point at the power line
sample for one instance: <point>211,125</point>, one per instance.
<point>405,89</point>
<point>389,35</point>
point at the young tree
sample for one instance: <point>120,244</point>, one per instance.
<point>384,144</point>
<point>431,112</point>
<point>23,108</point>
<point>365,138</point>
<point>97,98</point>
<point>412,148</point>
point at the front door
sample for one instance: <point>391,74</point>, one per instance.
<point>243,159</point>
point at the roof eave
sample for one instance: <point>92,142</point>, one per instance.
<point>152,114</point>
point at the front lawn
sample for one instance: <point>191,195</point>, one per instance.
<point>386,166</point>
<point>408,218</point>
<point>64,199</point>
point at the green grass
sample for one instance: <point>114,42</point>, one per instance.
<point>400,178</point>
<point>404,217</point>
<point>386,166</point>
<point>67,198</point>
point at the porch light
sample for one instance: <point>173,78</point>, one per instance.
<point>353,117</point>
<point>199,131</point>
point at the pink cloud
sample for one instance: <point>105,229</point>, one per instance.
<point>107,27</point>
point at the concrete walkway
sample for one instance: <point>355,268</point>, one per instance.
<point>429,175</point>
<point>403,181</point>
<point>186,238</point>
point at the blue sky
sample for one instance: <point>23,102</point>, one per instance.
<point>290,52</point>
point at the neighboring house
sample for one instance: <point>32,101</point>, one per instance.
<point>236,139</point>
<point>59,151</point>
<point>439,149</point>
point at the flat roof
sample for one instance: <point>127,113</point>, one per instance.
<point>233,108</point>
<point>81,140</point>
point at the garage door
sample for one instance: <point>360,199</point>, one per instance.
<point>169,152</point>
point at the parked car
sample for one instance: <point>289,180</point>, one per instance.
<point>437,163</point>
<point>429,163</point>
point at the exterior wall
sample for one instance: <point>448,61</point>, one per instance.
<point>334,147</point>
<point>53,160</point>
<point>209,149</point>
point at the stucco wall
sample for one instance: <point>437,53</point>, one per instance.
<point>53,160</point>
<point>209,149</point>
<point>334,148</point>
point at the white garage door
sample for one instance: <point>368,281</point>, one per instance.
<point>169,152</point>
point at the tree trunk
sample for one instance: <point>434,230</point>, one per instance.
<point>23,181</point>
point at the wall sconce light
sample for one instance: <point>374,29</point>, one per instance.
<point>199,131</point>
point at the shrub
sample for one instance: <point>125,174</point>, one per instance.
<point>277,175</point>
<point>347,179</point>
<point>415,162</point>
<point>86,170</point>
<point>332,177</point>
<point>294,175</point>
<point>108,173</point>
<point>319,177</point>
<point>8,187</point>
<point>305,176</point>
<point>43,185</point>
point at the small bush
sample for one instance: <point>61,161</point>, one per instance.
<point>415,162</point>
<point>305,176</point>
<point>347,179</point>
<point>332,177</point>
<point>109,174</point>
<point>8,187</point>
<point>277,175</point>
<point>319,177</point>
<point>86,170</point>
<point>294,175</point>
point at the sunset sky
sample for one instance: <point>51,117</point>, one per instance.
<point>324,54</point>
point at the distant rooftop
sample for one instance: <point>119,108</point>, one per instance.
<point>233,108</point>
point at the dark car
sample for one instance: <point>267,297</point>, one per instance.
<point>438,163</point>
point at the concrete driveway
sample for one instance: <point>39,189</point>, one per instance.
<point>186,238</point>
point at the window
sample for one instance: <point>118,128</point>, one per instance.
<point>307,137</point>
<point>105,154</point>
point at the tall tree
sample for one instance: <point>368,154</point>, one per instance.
====
Your instructions —
Set every line of the material above into a Markdown table with the columns "No." and "Line", numbering each row and omitting any blank lines.

Finished task —
| No. | Line |
|---|---|
| 1 | point at the power line |
| 2 | sample for one instance: <point>211,125</point>, one per instance. |
| 3 | <point>405,89</point> |
| 4 | <point>389,35</point> |
| 5 | point at the young tree |
| 6 | sample for one instance: <point>120,244</point>, one per instance. |
| 7 | <point>384,144</point> |
| 8 | <point>431,112</point> |
| 9 | <point>23,108</point> |
| 10 | <point>365,138</point> |
| 11 | <point>97,98</point> |
| 12 | <point>412,148</point> |
| 13 | point at the front door |
| 14 | sample for one instance: <point>391,74</point>, one per instance. |
| 15 | <point>243,159</point> |
| 16 | point at the roof eave |
| 17 | sample for one instance: <point>92,142</point>, one per instance. |
| 18 | <point>152,114</point> |
| 19 | point at the front lawn |
| 20 | sample for one instance: <point>191,195</point>, one per instance. |
| 21 | <point>386,166</point> |
| 22 | <point>408,218</point> |
| 23 | <point>64,199</point> |
| 24 | point at the green grass |
| 25 | sample for one instance: <point>114,42</point>, one per instance. |
| 26 | <point>400,178</point> |
| 27 | <point>404,217</point> |
| 28 | <point>386,166</point> |
| 29 | <point>67,198</point> |
| 30 | point at the porch light |
| 31 | sample for one instance: <point>173,78</point>, one per instance. |
| 32 | <point>353,117</point> |
| 33 | <point>199,131</point> |
| 34 | point at the pink cloud |
| 35 | sample for one instance: <point>105,229</point>, one per instance. |
| 36 | <point>107,27</point> |
| 37 | point at the concrete walkway |
| 38 | sample for one instance: <point>355,268</point>, one per instance. |
| 39 | <point>429,175</point> |
| 40 | <point>403,181</point> |
| 41 | <point>186,238</point> |
| 42 | point at the blue sky |
| 43 | sample for one instance: <point>23,102</point>, one per instance. |
| 44 | <point>290,52</point> |
| 45 | point at the neighboring house |
| 46 | sample for one instance: <point>32,101</point>, one per instance. |
| 47 | <point>236,139</point> |
| 48 | <point>59,151</point> |
| 49 | <point>439,149</point> |
| 50 | point at the flat roof |
| 51 | sample for one instance: <point>127,113</point>, one per instance. |
| 52 | <point>233,108</point> |
| 53 | <point>81,140</point> |
| 54 | point at the garage door |
| 55 | sample for one instance: <point>360,199</point>, one per instance. |
| 56 | <point>169,152</point> |
| 57 | point at the parked car |
| 58 | sample for one instance: <point>289,180</point>, one per instance. |
| 59 | <point>437,163</point> |
| 60 | <point>429,163</point> |
| 61 | point at the exterior wall |
| 62 | sample for one instance: <point>448,61</point>, one per instance. |
| 63 | <point>334,147</point> |
| 64 | <point>53,160</point> |
| 65 | <point>209,149</point> |
| 66 | point at the stucco wall |
| 67 | sample for one instance: <point>437,53</point>, one per instance. |
| 68 | <point>53,160</point> |
| 69 | <point>209,149</point> |
| 70 | <point>334,148</point> |
| 71 | point at the white garage door |
| 72 | sample for one instance: <point>368,281</point>, one per instance. |
| 73 | <point>169,152</point> |
| 74 | point at the tree trunk |
| 75 | sample for one instance: <point>434,230</point>, one per instance. |
| 76 | <point>23,181</point> |
| 77 | point at the wall sconce light |
| 78 | sample for one instance: <point>374,29</point>, one per instance. |
| 79 | <point>199,131</point> |
| 80 | point at the shrub |
| 81 | sample for one instance: <point>125,174</point>, one per instance. |
| 82 | <point>277,175</point> |
| 83 | <point>347,179</point> |
| 84 | <point>415,162</point> |
| 85 | <point>86,170</point> |
| 86 | <point>332,177</point> |
| 87 | <point>294,175</point> |
| 88 | <point>108,173</point> |
| 89 | <point>319,177</point> |
| 90 | <point>8,187</point> |
| 91 | <point>305,176</point> |
| 92 | <point>43,185</point> |
| 93 | point at the small bush |
| 94 | sample for one instance: <point>61,161</point>, one per instance. |
| 95 | <point>415,162</point> |
| 96 | <point>305,176</point> |
| 97 | <point>347,179</point> |
| 98 | <point>332,177</point> |
| 99 | <point>109,174</point> |
| 100 | <point>8,187</point> |
| 101 | <point>277,175</point> |
| 102 | <point>319,177</point> |
| 103 | <point>86,170</point> |
| 104 | <point>294,175</point> |
| 105 | point at the sunset sky |
| 106 | sample for one instance: <point>51,117</point>, one per instance. |
| 107 | <point>324,54</point> |
| 108 | point at the distant rooftop |
| 109 | sample for one instance: <point>119,108</point>, one per instance. |
| 110 | <point>233,108</point> |
| 111 | point at the dark car |
| 112 | sample for one instance: <point>267,297</point>, one per instance. |
| 113 | <point>438,163</point> |
| 114 | point at the concrete driveway |
| 115 | sample for one instance: <point>39,189</point>, one per instance. |
| 116 | <point>186,238</point> |
| 117 | point at the window |
| 118 | sample for one instance: <point>118,128</point>, one per instance. |
| 119 | <point>307,137</point> |
| 120 | <point>105,154</point> |
| 121 | point at the tall tree |
| 122 | sample for one instance: <point>368,154</point>, one per instance. |